* [Items listed in a dataset]
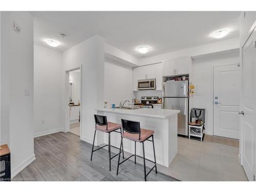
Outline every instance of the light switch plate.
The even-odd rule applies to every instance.
[[[21,30],[20,27],[19,27],[18,24],[14,21],[12,23],[12,29],[17,33],[19,33]]]
[[[30,90],[29,89],[25,89],[24,91],[25,96],[30,96]]]

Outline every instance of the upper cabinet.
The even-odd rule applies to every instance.
[[[243,11],[240,18],[240,47],[243,46],[252,31],[253,25],[255,27],[256,20],[256,11]]]
[[[163,65],[162,63],[156,64],[157,76],[156,78],[156,90],[162,90],[163,82]]]
[[[164,61],[163,62],[163,76],[174,75],[175,69],[174,59]]]
[[[156,78],[156,65],[151,65],[146,66],[146,79]]]
[[[185,75],[189,73],[190,57],[175,58],[163,62],[163,76]]]
[[[156,79],[156,90],[161,90],[162,76],[161,63],[134,68],[133,68],[133,90],[138,90],[138,80],[146,79]]]

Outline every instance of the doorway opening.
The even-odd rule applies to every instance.
[[[66,71],[67,132],[81,135],[81,73],[80,67]]]
[[[214,67],[214,135],[239,139],[240,66]]]

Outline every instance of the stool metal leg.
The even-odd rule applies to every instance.
[[[111,147],[110,145],[110,133],[109,133],[109,154],[110,157],[110,171],[111,170]]]
[[[136,142],[134,141],[134,163],[136,164]]]
[[[121,139],[122,138],[122,129],[120,129],[120,133],[121,133]],[[122,143],[122,150],[123,150],[123,159],[124,159],[124,155],[123,154],[123,145]]]
[[[142,142],[142,148],[143,148],[143,153],[144,178],[145,179],[145,181],[146,181],[146,163],[145,162],[145,148],[144,148],[144,141]]]
[[[93,147],[92,148],[92,154],[91,155],[91,161],[92,160],[93,158],[93,147],[94,146],[94,141],[95,141],[95,135],[96,135],[96,131],[97,130],[95,130],[95,131],[94,132],[94,137],[93,137]]]
[[[156,168],[156,173],[157,173],[157,162],[156,161],[156,153],[155,152],[155,143],[154,142],[154,135],[152,135],[152,141],[153,141],[153,150],[154,150],[154,158],[155,159],[155,168]]]
[[[119,155],[118,156],[118,162],[117,163],[117,169],[116,170],[116,175],[118,175],[118,168],[119,168],[120,156],[121,155],[121,147],[123,144],[123,137],[121,138],[121,143],[120,144]]]

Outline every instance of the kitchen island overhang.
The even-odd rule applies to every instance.
[[[154,109],[126,110],[116,108],[98,108],[96,110],[97,114],[106,116],[108,121],[120,124],[121,119],[139,121],[141,128],[154,131],[157,163],[166,167],[169,166],[177,153],[177,122],[179,110]],[[98,143],[108,143],[108,139],[106,134],[103,140],[98,141]],[[111,140],[112,145],[120,147],[120,134],[112,134]],[[124,139],[123,142],[124,151],[134,154],[134,141]],[[144,144],[146,158],[154,160],[152,142],[145,141]],[[142,156],[142,144],[137,143],[137,155]]]

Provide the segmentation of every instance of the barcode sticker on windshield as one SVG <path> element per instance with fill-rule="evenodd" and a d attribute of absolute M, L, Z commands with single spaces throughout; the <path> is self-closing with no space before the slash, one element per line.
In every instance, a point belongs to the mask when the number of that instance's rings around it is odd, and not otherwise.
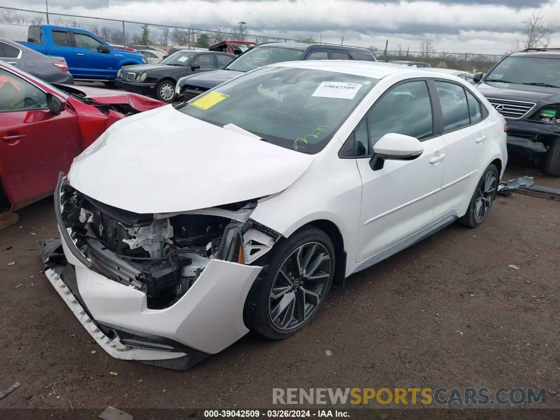
<path fill-rule="evenodd" d="M 353 99 L 362 85 L 344 82 L 321 82 L 312 96 Z"/>

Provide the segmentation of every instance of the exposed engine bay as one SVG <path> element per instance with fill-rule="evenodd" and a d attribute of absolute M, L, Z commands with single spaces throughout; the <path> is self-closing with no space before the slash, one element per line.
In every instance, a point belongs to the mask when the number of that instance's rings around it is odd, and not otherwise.
<path fill-rule="evenodd" d="M 174 305 L 214 258 L 258 263 L 280 237 L 251 220 L 256 200 L 172 214 L 138 214 L 100 203 L 67 183 L 60 217 L 100 274 L 147 295 L 149 309 Z"/>

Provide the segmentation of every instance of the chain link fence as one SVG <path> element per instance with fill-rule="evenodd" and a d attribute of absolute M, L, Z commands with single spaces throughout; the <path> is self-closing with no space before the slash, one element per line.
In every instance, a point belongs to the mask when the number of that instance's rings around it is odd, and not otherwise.
<path fill-rule="evenodd" d="M 215 30 L 195 29 L 187 27 L 153 25 L 115 19 L 87 16 L 75 16 L 61 13 L 36 12 L 31 10 L 0 7 L 0 36 L 14 41 L 26 41 L 29 25 L 49 24 L 87 29 L 108 43 L 117 45 L 145 45 L 168 49 L 174 45 L 207 48 L 227 39 L 262 43 L 278 42 L 318 43 L 312 38 L 292 39 L 250 35 L 242 29 L 217 28 Z M 351 46 L 351 45 L 347 45 Z M 363 47 L 362 47 L 363 48 Z M 389 50 L 370 49 L 380 59 L 416 60 L 429 63 L 432 67 L 454 68 L 466 71 L 485 71 L 497 63 L 501 55 L 448 53 L 433 51 Z"/>

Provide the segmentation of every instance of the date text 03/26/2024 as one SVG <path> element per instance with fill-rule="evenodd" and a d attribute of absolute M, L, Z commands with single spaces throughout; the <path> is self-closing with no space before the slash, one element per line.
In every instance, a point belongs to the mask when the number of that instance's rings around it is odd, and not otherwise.
<path fill-rule="evenodd" d="M 204 417 L 209 418 L 232 417 L 293 418 L 295 417 L 349 417 L 343 410 L 204 410 Z"/>

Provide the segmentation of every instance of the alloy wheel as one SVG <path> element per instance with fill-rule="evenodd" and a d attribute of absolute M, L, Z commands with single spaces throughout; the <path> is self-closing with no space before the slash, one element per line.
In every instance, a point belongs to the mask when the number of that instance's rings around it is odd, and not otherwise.
<path fill-rule="evenodd" d="M 332 264 L 326 248 L 310 242 L 297 248 L 276 274 L 268 301 L 268 314 L 281 330 L 297 328 L 307 320 L 325 296 Z"/>
<path fill-rule="evenodd" d="M 486 217 L 492 200 L 496 195 L 498 178 L 493 171 L 489 172 L 477 192 L 474 200 L 474 220 L 477 222 L 482 221 Z"/>
<path fill-rule="evenodd" d="M 175 96 L 175 88 L 169 83 L 164 83 L 160 87 L 160 96 L 166 101 L 170 101 Z"/>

* [Problem details]
Can you rewrite the items from the top through the line containing "[[[30,90],[29,89],[25,89],[24,91],[25,96],[30,96]]]", substituting "outlet cover" for "light switch plate" and changing nothing else? Leave the pictures out of your answer.

* [Solution for this task]
Outline every instance of the outlet cover.
The even-odd rule applies to every instance.
[[[21,30],[20,27],[19,27],[18,24],[14,21],[12,23],[12,29],[17,33],[19,33]]]
[[[30,90],[29,89],[25,89],[24,91],[25,96],[30,96]]]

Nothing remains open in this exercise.